- _Data shown_:
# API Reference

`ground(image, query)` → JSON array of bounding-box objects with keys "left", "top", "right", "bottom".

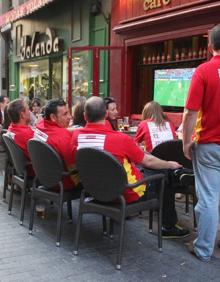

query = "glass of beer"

[
  {"left": 123, "top": 116, "right": 129, "bottom": 131},
  {"left": 117, "top": 119, "right": 124, "bottom": 131}
]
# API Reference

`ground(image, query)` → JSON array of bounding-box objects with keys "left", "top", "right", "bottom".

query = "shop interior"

[
  {"left": 132, "top": 34, "right": 208, "bottom": 114},
  {"left": 20, "top": 57, "right": 63, "bottom": 104}
]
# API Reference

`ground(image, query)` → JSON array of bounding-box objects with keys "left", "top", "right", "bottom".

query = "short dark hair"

[
  {"left": 44, "top": 98, "right": 66, "bottom": 120},
  {"left": 210, "top": 25, "right": 220, "bottom": 51},
  {"left": 85, "top": 97, "right": 106, "bottom": 122},
  {"left": 103, "top": 97, "right": 116, "bottom": 109},
  {"left": 7, "top": 99, "right": 25, "bottom": 123},
  {"left": 0, "top": 95, "right": 8, "bottom": 104}
]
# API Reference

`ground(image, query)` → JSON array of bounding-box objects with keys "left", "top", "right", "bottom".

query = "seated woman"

[
  {"left": 30, "top": 98, "right": 42, "bottom": 126},
  {"left": 72, "top": 100, "right": 86, "bottom": 128},
  {"left": 135, "top": 101, "right": 176, "bottom": 152},
  {"left": 104, "top": 97, "right": 118, "bottom": 130}
]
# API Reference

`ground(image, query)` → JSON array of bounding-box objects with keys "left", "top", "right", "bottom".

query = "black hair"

[
  {"left": 0, "top": 95, "right": 8, "bottom": 104},
  {"left": 85, "top": 97, "right": 106, "bottom": 123},
  {"left": 44, "top": 98, "right": 66, "bottom": 120},
  {"left": 31, "top": 97, "right": 41, "bottom": 108},
  {"left": 210, "top": 25, "right": 220, "bottom": 51},
  {"left": 7, "top": 99, "right": 25, "bottom": 123},
  {"left": 103, "top": 97, "right": 116, "bottom": 109}
]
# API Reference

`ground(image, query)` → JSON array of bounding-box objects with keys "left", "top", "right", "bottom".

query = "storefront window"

[
  {"left": 20, "top": 59, "right": 49, "bottom": 103},
  {"left": 72, "top": 51, "right": 93, "bottom": 105},
  {"left": 51, "top": 58, "right": 62, "bottom": 99}
]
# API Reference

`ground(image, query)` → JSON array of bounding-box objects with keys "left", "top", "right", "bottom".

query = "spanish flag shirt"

[
  {"left": 71, "top": 123, "right": 146, "bottom": 203},
  {"left": 7, "top": 123, "right": 34, "bottom": 159},
  {"left": 135, "top": 118, "right": 176, "bottom": 152},
  {"left": 36, "top": 119, "right": 78, "bottom": 190},
  {"left": 186, "top": 55, "right": 220, "bottom": 144}
]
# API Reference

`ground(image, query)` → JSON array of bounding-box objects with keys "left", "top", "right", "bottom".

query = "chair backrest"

[
  {"left": 2, "top": 133, "right": 26, "bottom": 175},
  {"left": 151, "top": 139, "right": 192, "bottom": 169},
  {"left": 76, "top": 147, "right": 127, "bottom": 202},
  {"left": 28, "top": 139, "right": 64, "bottom": 188}
]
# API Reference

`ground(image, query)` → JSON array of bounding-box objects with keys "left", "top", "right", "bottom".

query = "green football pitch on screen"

[
  {"left": 153, "top": 68, "right": 195, "bottom": 107},
  {"left": 154, "top": 79, "right": 190, "bottom": 107}
]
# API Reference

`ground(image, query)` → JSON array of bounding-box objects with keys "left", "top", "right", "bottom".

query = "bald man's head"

[{"left": 84, "top": 97, "right": 106, "bottom": 122}]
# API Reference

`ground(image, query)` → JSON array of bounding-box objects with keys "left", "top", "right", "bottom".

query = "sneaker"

[{"left": 162, "top": 224, "right": 190, "bottom": 239}]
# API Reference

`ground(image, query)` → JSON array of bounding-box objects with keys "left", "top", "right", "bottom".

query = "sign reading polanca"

[{"left": 20, "top": 27, "right": 62, "bottom": 60}]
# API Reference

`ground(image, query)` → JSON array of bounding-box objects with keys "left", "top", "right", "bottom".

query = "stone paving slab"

[{"left": 0, "top": 171, "right": 219, "bottom": 282}]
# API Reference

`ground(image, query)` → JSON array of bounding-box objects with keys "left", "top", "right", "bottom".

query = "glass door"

[
  {"left": 50, "top": 57, "right": 62, "bottom": 99},
  {"left": 68, "top": 46, "right": 124, "bottom": 110}
]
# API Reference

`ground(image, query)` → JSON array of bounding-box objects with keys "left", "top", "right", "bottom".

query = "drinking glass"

[
  {"left": 123, "top": 116, "right": 129, "bottom": 131},
  {"left": 117, "top": 119, "right": 124, "bottom": 131}
]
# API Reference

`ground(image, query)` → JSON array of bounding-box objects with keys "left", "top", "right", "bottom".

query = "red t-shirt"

[
  {"left": 7, "top": 123, "right": 34, "bottom": 159},
  {"left": 7, "top": 123, "right": 35, "bottom": 176},
  {"left": 135, "top": 119, "right": 176, "bottom": 152},
  {"left": 36, "top": 119, "right": 78, "bottom": 189},
  {"left": 186, "top": 55, "right": 220, "bottom": 144},
  {"left": 71, "top": 123, "right": 145, "bottom": 203}
]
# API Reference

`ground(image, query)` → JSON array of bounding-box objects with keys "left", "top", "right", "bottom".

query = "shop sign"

[
  {"left": 143, "top": 0, "right": 171, "bottom": 11},
  {"left": 20, "top": 27, "right": 62, "bottom": 60},
  {"left": 0, "top": 0, "right": 54, "bottom": 28}
]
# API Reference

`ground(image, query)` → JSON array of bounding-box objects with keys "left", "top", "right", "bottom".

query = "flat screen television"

[{"left": 153, "top": 67, "right": 196, "bottom": 108}]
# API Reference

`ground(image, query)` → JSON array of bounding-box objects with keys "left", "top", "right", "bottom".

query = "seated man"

[
  {"left": 6, "top": 99, "right": 34, "bottom": 176},
  {"left": 35, "top": 98, "right": 79, "bottom": 190},
  {"left": 71, "top": 97, "right": 190, "bottom": 238},
  {"left": 7, "top": 98, "right": 34, "bottom": 159}
]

- _Problem requirements_: Transcribe the whole listing, character for character, but not its images.

- _Answer section_:
# API Reference

`ground(image, query)` → JSON array of bounding-box objects with keys "left", "top", "right", "bottom".


query = "glass of beer"

[
  {"left": 123, "top": 116, "right": 129, "bottom": 131},
  {"left": 117, "top": 119, "right": 124, "bottom": 131}
]
# API Reference

`ground(image, query)` → JSON array of bounding-box objects with keys "left", "top", "right", "bottom".

query = "shop interior"

[
  {"left": 132, "top": 34, "right": 208, "bottom": 114},
  {"left": 20, "top": 57, "right": 63, "bottom": 104}
]
# API Reference

`ground(image, query)` → JSON array of bounding-box objects with keys "left", "top", "right", "bottom".

query = "short dark hair"

[
  {"left": 44, "top": 98, "right": 66, "bottom": 120},
  {"left": 210, "top": 25, "right": 220, "bottom": 51},
  {"left": 85, "top": 97, "right": 106, "bottom": 122},
  {"left": 103, "top": 97, "right": 116, "bottom": 109},
  {"left": 7, "top": 99, "right": 25, "bottom": 123},
  {"left": 0, "top": 95, "right": 8, "bottom": 104}
]
# API Reference

`ground(image, query)` → JSON array of bounding-box objects with keys "left", "top", "right", "bottom".

query = "seated woman"

[
  {"left": 30, "top": 98, "right": 42, "bottom": 126},
  {"left": 72, "top": 100, "right": 86, "bottom": 128},
  {"left": 135, "top": 101, "right": 176, "bottom": 152},
  {"left": 104, "top": 97, "right": 118, "bottom": 130}
]
# API Reference

`ground(image, query)` → JSON array of bounding-box objects with keys "left", "top", "right", "bottom".

query = "black hair"

[
  {"left": 0, "top": 95, "right": 8, "bottom": 104},
  {"left": 85, "top": 97, "right": 106, "bottom": 123},
  {"left": 44, "top": 98, "right": 66, "bottom": 120},
  {"left": 31, "top": 97, "right": 41, "bottom": 108},
  {"left": 210, "top": 25, "right": 220, "bottom": 51},
  {"left": 7, "top": 99, "right": 25, "bottom": 123},
  {"left": 103, "top": 97, "right": 116, "bottom": 109}
]
# API Reference

`ground(image, query)` → JSON array of bounding-box objects with keys "left", "top", "right", "bottom".

query = "storefront window"

[
  {"left": 20, "top": 59, "right": 49, "bottom": 103},
  {"left": 72, "top": 51, "right": 93, "bottom": 105},
  {"left": 51, "top": 58, "right": 62, "bottom": 99}
]
# API Reference

`ground(image, query)` → JSON array of bounding-box objects with keys "left", "top", "right", "bottom".

query = "spanish flag shirt"

[
  {"left": 71, "top": 123, "right": 146, "bottom": 203},
  {"left": 7, "top": 123, "right": 34, "bottom": 159},
  {"left": 135, "top": 118, "right": 176, "bottom": 152},
  {"left": 36, "top": 119, "right": 78, "bottom": 190},
  {"left": 186, "top": 55, "right": 220, "bottom": 144}
]
# API Reference

`ground(image, query)` → JSON array of bounding-box objects with keys "left", "top", "right", "bottom".

query = "chair backrest"

[
  {"left": 2, "top": 133, "right": 26, "bottom": 175},
  {"left": 151, "top": 139, "right": 192, "bottom": 169},
  {"left": 76, "top": 147, "right": 127, "bottom": 202},
  {"left": 28, "top": 139, "right": 64, "bottom": 188}
]
# API Reference

`ground(image, query)` → JSON array of bounding-box objects with keys "left", "top", "right", "bottom".

query = "green football pitch on screen"

[
  {"left": 153, "top": 68, "right": 195, "bottom": 107},
  {"left": 154, "top": 79, "right": 190, "bottom": 107}
]
# API Reference

`ground(image, query)` → JSON array of bounding-box objects with keys "left", "top", "right", "bottom".

query = "bald man's head"

[{"left": 84, "top": 97, "right": 106, "bottom": 122}]
# API Reference

`ground(image, query)` → JSON array of bounding-box objects with keys "left", "top", "right", "bottom".

query = "sneaker"

[{"left": 162, "top": 224, "right": 190, "bottom": 239}]
# API Reference

`ground(image, query)` → JSON array of bounding-box objects with keys "left", "top", "right", "bottom".

query = "sign reading polanca"

[{"left": 20, "top": 27, "right": 62, "bottom": 60}]
# API Reference

`ground(image, query)` → JSON array of bounding-box objects with keys "left", "top", "right", "bottom".

query = "stone paving slab"

[{"left": 0, "top": 171, "right": 219, "bottom": 282}]
# API Reference

`ground(image, query)` → JSON array of bounding-box objects with keys "left", "top", "right", "bottom".

query = "glass door"

[
  {"left": 50, "top": 57, "right": 62, "bottom": 99},
  {"left": 68, "top": 46, "right": 124, "bottom": 110}
]
# API Reference

`ground(image, query)` → JSON array of bounding-box objects with keys "left", "top", "right", "bottom".

query = "drinking glass"

[
  {"left": 123, "top": 116, "right": 129, "bottom": 131},
  {"left": 117, "top": 119, "right": 124, "bottom": 131}
]
# API Reference

`ground(image, query)` → JSON array of bounding-box objects with keys "left", "top", "right", "bottom".

query = "red t-shirt"

[
  {"left": 7, "top": 123, "right": 34, "bottom": 159},
  {"left": 7, "top": 123, "right": 35, "bottom": 176},
  {"left": 135, "top": 119, "right": 176, "bottom": 152},
  {"left": 36, "top": 119, "right": 78, "bottom": 189},
  {"left": 186, "top": 55, "right": 220, "bottom": 144},
  {"left": 71, "top": 123, "right": 145, "bottom": 203}
]
# API Reference

`ground(image, query)` → JSON array of bounding-box objects with keys "left", "top", "right", "bottom".

query = "shop sign"

[
  {"left": 143, "top": 0, "right": 171, "bottom": 11},
  {"left": 20, "top": 27, "right": 62, "bottom": 60},
  {"left": 0, "top": 0, "right": 54, "bottom": 28}
]
# API Reference

`ground(image, query)` → JSON array of bounding-box objects with keys "left", "top", "right", "bottom".

query = "flat screen television"

[{"left": 153, "top": 67, "right": 196, "bottom": 108}]
# API Reference

`ground(image, query)` → JSON array of bounding-box objects with keys "left", "top", "right", "bottom".

query = "seated man"

[
  {"left": 6, "top": 99, "right": 34, "bottom": 176},
  {"left": 35, "top": 98, "right": 79, "bottom": 190},
  {"left": 71, "top": 97, "right": 190, "bottom": 238},
  {"left": 7, "top": 98, "right": 34, "bottom": 159}
]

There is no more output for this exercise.